## Start Selected excerpt
In this paper, the term GFL refers to a range of inverters with varying capabilities, from injecting power at unity power factor without grid services to advanced inverters offering voltage and frequency support, relying on a PLL for network synchronization. On the other hand, GFM refers to inverters providing grid services, capable of withstanding load-generation mismatch and potentially enabling black start capability, without requiring a PLL for network synchronization.

1.1. Understanding the negative perception that power engineers have of Grid-Following Inverters

Several works have conducted studies on oscillations that are triggered by GFL inverters. A comprehensive survey of real-world subsynchronous oscillation events associated with IBRs is presented in [3], providing a list of real-world cases between 2007 and 2023, mostly attributed to PLL dynamics during weak grid conditions. A study conducted in the Manitoba Hydro system, [4], uncovered oscillations with frequencies around 8 Hz that are influenced by controller gains and effective short circuit ratio (ESCR) at the inverter bus. The influence of weak grids, characterized by a low Short Circuit Ratio (SCR), and PLL parameters on the dynamic behavior of a HVDC converter is examined in [2], demonstrating the significant impact of PLL gains, particularly at low SCRs, on the operation of the HVDC converter. Moreover, the study highlights the challenges associated with operating at low SCRs approaching 1.3, indicating the difficulties involved in such scenarios as instabilities may arise. An example of subsynchronous oscillations in distribution grids is provided in [5] through small-signal and RMS simulations, highlighting that the stability concern also extends to Distribution System Operators (DSOs). In this case, a French DSO investigates potential slow-interaction CDI caused by GFL control with high-gain PLL. The possibility of oscillations caused by GFL controls resulting from reduced system strength due to unstable long-term dynamics is examined in [6]. The study concludes that even with careful tuning for both pre- and post-contingency scenarios, GFL inverters continue to be susceptible to oscillations if the long-term dynamics result in a weaker system with SCR values that push GFL control to its limitations. This finding implies that traditional countermeasures against long-term instability or collapse may be compromised in their effectiveness if GFL controls oscillate. Reference [7] makes a strong statement, pointing out that GFL-IBRs do not contribute to system strength like SGs but instead have the overall effect of reducing it.

1.2. Understanding the Positive Perception that power engineers have of Grid-Forming Inverters

GFM technology as the potential key for high IBR penetration is investigated in [7]. The dynamics of a network that consists of 100% IBRs with both GFM and GFL inverters are analyzed by the authors in [8]. The study reveals that as the number of GFM inverters increases, a quicker recovery is observed following a fault event. Additionally, the presence of more GFM inverters in the transmission network leads to tighter voltage and frequency levels. A comparison of GFL and GFM controls, specifically focusing on Fault Ride Through (FRT) assessment in weak grids, is conducted in [9]. The findings suggest that with GFL control, significant frequency variations are observed, while GFM control is deemed more suitable for operation in weak grid conditions. The dynamic performance of GFL and GFM for frequency support in low inertia grids is evaluated in [10]. The case study indicates that while the GFL control with frequency-real power droop can achieve a similar frequency nadir as the GFM methods, it tends to exhibit higher Rate of Change of Frequency (RoCoF) and a smaller transient stability margin. The limitations of commonly used GFL, including inadequate grid support capability and low stability, are highlighted in [11]. In response, emerging GFM control methods have been proposed to enhance the dynamic performance and stability. The findings suggest that GFL control exhibits poor stability and dynamic performance due to its current source characteristics. In contrast, GFM control shows promise as a grid-friendly alternative, capable of functioning as a voltage source to provide grid support. Various stability issues arising due to GFL-IBRs losing stability with low system strength are stated in a study performed for the Queensland transmission network, [12]. The use of GFM is considered to be one promising solution for system strength issues. Reference [13] proposes the utilization of GFM batteries to suppress oscillations that may arise from the interaction between GFL controlled type-4 wind farms and weak ac networks.
## End Selected excerpt
## Start Dataset entries
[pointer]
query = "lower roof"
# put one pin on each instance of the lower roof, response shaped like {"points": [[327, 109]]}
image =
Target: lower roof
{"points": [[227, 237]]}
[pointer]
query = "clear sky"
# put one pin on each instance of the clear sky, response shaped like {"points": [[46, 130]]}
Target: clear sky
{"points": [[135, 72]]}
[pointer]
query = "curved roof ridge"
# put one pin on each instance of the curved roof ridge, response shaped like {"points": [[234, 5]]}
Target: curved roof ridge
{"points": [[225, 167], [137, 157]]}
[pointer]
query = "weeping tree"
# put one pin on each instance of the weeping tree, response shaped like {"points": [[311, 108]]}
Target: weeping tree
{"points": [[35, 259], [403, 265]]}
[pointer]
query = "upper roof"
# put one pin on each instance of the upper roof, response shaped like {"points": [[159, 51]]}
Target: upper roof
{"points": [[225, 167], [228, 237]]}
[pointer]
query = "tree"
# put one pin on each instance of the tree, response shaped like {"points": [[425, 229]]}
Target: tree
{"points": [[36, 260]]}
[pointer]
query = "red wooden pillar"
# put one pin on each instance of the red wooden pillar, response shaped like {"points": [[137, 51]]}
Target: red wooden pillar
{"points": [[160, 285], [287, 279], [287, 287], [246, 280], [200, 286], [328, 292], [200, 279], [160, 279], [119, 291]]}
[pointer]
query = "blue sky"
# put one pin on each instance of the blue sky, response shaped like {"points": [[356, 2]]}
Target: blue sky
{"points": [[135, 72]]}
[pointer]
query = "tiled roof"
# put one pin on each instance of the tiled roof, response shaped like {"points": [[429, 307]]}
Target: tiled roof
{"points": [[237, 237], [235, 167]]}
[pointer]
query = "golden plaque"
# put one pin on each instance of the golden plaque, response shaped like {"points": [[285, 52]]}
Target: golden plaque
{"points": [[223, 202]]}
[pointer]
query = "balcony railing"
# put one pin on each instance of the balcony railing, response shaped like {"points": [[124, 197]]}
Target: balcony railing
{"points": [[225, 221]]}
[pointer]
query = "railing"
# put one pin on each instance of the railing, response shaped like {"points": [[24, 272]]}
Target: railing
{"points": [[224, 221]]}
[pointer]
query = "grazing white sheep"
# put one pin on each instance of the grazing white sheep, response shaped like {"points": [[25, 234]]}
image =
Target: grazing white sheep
## End Dataset entries
What this task involves =>
Return the part of the inverter excerpt from "In this paper, the" up to and including "requiring a PLL for network synchronization.".

Output for this exercise =>
In this paper, the term GFL refers to a range of inverters with varying capabilities, from injecting power at unity power factor without grid services to advanced inverters offering voltage and frequency support, relying on a PLL for network synchronization. On the other hand, GFM refers to inverters providing grid services, capable of withstanding load-generation mismatch and potentially enabling black start capability, without requiring a PLL for network synchronization.